▶ **Required task**
Count the lines below that contain the string "bowl", treating uppercase and lowercase as different. Reply with the number alone.
┌─ Supplied material
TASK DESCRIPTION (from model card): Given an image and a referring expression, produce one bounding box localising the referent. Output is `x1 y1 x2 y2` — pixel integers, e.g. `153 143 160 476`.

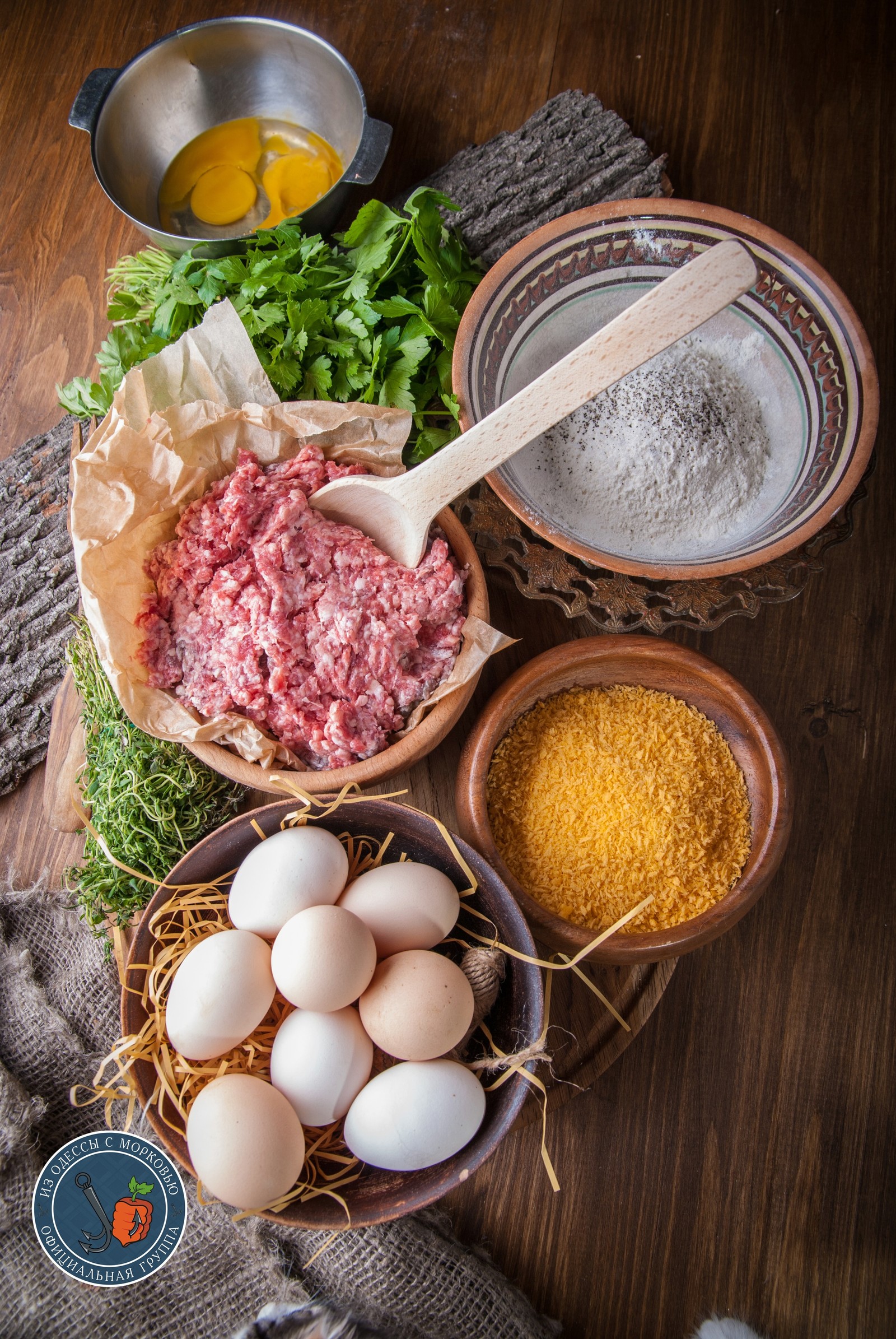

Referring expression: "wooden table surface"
└─
┌─ Supplied material
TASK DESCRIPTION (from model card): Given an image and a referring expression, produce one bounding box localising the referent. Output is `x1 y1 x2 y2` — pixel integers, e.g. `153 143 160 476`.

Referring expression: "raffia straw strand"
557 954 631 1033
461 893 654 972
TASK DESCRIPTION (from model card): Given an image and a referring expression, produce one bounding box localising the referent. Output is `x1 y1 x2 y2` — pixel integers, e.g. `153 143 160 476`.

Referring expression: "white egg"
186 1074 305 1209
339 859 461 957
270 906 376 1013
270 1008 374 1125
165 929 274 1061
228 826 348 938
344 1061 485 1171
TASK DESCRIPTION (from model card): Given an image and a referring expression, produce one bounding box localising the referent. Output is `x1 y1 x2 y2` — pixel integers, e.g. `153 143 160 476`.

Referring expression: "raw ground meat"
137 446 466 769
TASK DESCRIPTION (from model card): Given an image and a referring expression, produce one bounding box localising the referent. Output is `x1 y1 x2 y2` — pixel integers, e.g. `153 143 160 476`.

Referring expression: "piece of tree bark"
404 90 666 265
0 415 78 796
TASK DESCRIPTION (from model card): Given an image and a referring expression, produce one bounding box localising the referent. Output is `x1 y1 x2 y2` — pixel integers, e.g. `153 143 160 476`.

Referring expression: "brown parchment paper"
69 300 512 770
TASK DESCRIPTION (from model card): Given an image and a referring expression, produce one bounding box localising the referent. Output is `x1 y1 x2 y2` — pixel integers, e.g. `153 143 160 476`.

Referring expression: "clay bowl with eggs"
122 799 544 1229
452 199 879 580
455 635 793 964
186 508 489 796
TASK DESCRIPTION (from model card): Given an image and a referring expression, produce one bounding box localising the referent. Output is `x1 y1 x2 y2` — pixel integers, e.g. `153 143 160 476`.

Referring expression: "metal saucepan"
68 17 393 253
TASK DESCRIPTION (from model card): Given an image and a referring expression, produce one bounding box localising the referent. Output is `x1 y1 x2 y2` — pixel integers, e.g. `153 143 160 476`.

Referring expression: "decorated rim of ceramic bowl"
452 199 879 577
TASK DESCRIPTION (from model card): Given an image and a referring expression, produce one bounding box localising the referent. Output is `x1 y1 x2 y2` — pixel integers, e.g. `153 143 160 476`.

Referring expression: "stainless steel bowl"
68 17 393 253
└─
▶ **Task output**
3